◆ **WHAT IS EXPECTED**
In the Bitcoin mining text, copy out the part that opens with "My 0.2 BTC is" and closes with "to almost $100K.", swapping "supply" for "stock" wherever it occurs.

◆ **PASSAGE TO READ**
================

We also spoke about transaction fee – when a miner adds a transaction into a block, it gets the transaction fee as specified in that transaction.

It is the coinbase or Generational Transaction that adds this reward and cumulative transaction fees (for all the transactions included in the block), as the first transaction in the block. Miner’s address is specified there as the output.

For example, assume that a miner creates a block by including my transaction inside a block. Suppose no other transaction is added in that block. However, the miner would add the coinbase as the first transaction, where she would add 12.7 BTC as an output to herself. 12.5 BTC is the award for a block to be added in the blockchain and 0.2 BTC is the transaction fee for adding my transaction.

New Bitcoins Mined

My 0.2 BTC is from old supply that the miner gets. But the 12.5 BTC is a new supply of coins to the system. It is how new bitcoins are mined. In case you are not tracking bitcoin value, as I am writing this, 12.5 BTC is equivalent to almost $100K.

Future of Incentive for the Miners

However, the reward was not always 12.5 BTC. And it is not going to be the same in future as well. When Bitcoin started in 2009, miner would get 50 BTC for adding a block. At 10 minutes per block, it took take 4 years to create 210,000 blocks, generating 10 million+ BTC. Every 4 years, reward per block halves so that every 4 years bitcoin generation also halves. And this is how in 2140, it expected that all the 21 million+ BTC would be generated.

Much before that, reward will drastically reduce for adding a new block in blockchain. It is expected that many people (around 5 million in 2017) would own bitcoins by then and transaction volume would increase as well. And fees from those high number of transactions would be sufficient for the miners to keep on maintaining the bitcoin blockchain ledger.

Coins can be Lost Forever

As for transaction fee, what if the miner forgets to collect it, meaning what if she forgets to add it in the coinbase transaction, where she awards herself? Well, the coins will be lost forever. And it happened many times already.

Remember, input transactions are all spent when the new transaction is accepted, meaning they are all gone. New output transactions must be created equaling the input value. If not, and that can happen when the miner fails to collect the difference as fees, the difference is lost forever.

Incentive for Being Honest

As we have seen how the blockchain works, we find that to subvert the system, or defraud the system, one would need a lot of computing power. I mean, the attacker has no way to alter the history that would take years for her. What all she can do is to create a bad/invalid block and get many nodes of her own into the system. And get those nodes to vote for her bad block so that it gets added in the blockchain.

The question is, if somebody can create a block very fast and then can manage to get many nodes to vote for it, then why would she not create a good block and earn the rewards? The attacker would be better off by being an honest miner and be rewarded in the system. This economic incentive is built-in into Bitcoin protocol.

================

◆ **GIVEN DATA**

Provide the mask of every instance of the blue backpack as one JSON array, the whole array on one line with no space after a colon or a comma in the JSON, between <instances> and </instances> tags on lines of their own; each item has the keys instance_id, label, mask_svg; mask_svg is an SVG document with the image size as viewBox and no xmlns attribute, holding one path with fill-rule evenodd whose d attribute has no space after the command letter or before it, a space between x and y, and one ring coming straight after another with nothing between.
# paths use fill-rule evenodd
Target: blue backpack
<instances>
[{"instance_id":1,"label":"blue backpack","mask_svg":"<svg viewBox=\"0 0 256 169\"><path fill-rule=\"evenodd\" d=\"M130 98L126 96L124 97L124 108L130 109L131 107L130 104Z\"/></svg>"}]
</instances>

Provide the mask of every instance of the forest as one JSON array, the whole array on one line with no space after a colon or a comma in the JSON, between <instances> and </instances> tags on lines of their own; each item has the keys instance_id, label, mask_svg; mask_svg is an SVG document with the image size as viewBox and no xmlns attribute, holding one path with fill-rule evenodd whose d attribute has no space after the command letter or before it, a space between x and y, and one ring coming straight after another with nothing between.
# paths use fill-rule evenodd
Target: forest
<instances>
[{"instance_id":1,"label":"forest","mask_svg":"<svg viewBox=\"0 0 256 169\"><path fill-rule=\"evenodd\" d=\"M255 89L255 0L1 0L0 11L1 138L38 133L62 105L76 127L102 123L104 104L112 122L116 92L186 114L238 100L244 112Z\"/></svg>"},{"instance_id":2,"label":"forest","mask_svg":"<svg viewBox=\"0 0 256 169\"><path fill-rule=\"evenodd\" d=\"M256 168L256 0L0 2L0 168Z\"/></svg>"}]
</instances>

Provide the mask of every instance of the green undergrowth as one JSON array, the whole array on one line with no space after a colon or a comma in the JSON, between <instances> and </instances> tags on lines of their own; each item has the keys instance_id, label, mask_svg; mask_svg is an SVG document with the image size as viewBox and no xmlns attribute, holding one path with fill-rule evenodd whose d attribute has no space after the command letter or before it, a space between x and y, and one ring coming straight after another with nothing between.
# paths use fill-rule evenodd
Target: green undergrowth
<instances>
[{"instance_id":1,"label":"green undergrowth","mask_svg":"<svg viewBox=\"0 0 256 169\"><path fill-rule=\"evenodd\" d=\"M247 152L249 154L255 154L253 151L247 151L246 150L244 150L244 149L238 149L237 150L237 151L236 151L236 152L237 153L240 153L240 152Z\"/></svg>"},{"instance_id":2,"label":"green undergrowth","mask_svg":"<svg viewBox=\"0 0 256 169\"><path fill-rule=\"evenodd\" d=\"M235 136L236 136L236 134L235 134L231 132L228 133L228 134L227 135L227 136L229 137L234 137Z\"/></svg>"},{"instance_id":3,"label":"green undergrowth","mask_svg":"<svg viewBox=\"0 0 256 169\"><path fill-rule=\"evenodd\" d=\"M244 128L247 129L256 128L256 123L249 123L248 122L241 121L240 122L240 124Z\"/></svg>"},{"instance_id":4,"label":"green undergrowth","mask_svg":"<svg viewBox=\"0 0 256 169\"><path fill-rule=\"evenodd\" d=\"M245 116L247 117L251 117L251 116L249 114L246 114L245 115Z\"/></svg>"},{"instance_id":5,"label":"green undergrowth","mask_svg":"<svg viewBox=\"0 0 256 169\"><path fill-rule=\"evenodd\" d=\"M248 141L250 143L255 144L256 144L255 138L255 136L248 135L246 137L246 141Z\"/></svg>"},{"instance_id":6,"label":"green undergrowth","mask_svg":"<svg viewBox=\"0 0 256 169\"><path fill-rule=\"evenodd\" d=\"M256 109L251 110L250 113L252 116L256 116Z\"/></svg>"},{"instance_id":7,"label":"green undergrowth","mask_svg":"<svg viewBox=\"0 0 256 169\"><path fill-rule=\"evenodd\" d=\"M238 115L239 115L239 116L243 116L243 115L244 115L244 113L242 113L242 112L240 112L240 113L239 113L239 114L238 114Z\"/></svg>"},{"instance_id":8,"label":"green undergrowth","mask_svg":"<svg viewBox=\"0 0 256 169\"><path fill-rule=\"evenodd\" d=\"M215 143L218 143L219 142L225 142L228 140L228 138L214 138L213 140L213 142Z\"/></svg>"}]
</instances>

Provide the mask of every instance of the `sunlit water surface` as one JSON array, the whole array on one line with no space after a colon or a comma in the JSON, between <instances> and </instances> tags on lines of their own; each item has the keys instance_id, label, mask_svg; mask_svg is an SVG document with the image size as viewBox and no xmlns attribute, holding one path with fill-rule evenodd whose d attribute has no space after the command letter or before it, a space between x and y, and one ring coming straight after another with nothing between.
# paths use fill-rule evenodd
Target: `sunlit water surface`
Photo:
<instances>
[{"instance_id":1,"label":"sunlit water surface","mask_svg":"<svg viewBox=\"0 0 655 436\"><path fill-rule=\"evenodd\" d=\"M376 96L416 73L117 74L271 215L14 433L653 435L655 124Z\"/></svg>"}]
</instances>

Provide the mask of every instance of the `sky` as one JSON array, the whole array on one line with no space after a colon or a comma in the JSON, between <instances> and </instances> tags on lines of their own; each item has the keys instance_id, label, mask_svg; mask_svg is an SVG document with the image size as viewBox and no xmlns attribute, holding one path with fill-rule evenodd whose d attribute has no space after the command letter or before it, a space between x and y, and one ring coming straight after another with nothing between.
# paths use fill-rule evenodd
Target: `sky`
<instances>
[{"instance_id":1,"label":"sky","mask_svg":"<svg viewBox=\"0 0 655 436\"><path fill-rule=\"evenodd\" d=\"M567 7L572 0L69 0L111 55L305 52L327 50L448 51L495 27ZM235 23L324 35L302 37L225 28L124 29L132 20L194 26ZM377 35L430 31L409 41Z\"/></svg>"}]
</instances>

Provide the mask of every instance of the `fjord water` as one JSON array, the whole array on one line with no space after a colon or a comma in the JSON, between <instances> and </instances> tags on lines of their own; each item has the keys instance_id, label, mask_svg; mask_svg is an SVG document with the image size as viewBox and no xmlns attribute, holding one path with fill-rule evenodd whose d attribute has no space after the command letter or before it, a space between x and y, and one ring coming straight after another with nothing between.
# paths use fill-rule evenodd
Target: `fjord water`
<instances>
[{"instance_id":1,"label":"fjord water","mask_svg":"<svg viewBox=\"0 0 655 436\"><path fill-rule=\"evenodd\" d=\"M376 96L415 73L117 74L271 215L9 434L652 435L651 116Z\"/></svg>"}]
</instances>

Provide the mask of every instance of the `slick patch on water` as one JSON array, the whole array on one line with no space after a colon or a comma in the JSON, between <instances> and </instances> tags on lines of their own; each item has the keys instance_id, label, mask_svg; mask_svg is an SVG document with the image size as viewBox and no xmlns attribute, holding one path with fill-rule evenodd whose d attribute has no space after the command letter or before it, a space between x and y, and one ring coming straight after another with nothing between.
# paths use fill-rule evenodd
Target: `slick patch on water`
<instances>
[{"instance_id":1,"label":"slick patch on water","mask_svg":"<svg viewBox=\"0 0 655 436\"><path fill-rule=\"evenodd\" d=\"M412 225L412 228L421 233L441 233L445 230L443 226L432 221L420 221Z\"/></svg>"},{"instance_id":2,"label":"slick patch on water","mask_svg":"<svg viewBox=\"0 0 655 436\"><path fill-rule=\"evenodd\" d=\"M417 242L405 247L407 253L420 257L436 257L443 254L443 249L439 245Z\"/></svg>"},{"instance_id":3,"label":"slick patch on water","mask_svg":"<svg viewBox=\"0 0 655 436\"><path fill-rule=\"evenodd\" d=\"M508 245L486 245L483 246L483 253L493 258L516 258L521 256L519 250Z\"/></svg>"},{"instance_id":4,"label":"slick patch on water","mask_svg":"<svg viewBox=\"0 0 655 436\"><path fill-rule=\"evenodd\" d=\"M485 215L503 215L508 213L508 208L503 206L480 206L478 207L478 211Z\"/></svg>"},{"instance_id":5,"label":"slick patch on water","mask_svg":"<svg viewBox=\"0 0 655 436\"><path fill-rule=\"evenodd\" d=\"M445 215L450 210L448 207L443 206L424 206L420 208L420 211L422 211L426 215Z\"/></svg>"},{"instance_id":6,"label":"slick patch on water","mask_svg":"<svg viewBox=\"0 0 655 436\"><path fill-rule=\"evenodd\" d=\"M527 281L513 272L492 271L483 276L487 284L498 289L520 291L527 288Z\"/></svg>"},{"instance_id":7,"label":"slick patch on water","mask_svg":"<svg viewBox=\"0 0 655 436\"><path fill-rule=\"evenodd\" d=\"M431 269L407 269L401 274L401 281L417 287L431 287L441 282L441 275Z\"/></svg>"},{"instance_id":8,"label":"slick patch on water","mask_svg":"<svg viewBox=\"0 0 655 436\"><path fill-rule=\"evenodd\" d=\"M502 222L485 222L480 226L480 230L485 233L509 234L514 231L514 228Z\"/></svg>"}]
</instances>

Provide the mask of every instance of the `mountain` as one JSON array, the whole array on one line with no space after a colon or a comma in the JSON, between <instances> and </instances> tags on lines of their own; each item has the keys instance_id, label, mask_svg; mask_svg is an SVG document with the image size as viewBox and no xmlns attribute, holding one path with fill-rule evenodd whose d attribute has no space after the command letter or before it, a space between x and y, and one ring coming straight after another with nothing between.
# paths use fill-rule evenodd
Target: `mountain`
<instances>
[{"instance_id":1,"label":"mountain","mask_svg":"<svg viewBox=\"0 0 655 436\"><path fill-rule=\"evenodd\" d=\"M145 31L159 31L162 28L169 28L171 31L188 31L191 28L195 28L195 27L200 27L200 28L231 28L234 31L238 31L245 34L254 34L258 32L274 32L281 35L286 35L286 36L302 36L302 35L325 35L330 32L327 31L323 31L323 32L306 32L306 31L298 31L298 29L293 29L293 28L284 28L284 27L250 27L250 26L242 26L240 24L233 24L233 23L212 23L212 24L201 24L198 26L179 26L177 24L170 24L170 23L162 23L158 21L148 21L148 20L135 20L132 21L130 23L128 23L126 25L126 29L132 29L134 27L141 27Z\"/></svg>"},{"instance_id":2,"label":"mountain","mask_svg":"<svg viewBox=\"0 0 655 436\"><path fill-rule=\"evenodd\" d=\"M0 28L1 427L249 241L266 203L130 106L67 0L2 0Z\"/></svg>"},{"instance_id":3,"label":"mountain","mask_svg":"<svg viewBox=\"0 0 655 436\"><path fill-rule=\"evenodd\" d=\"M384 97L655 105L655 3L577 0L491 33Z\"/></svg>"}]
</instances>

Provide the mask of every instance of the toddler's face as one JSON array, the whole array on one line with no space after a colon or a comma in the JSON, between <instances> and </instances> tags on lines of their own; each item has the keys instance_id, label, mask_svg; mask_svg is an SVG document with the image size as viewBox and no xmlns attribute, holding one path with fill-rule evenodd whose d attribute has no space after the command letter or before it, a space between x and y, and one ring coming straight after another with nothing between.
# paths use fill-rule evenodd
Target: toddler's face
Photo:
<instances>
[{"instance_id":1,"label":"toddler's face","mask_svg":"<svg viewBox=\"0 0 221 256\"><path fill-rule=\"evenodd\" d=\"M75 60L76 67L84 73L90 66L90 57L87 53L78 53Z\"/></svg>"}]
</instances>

================

◆ **SOLUTION TO THIS PROBLEM**
My 0.2 BTC is from old stock that the miner gets. But the 12.5 BTC is a new stock of coins to the system. It is how new bitcoins are mined. In case you are not tracking bitcoin value, as I am writing this, 12.5 BTC is equivalent to almost $100K.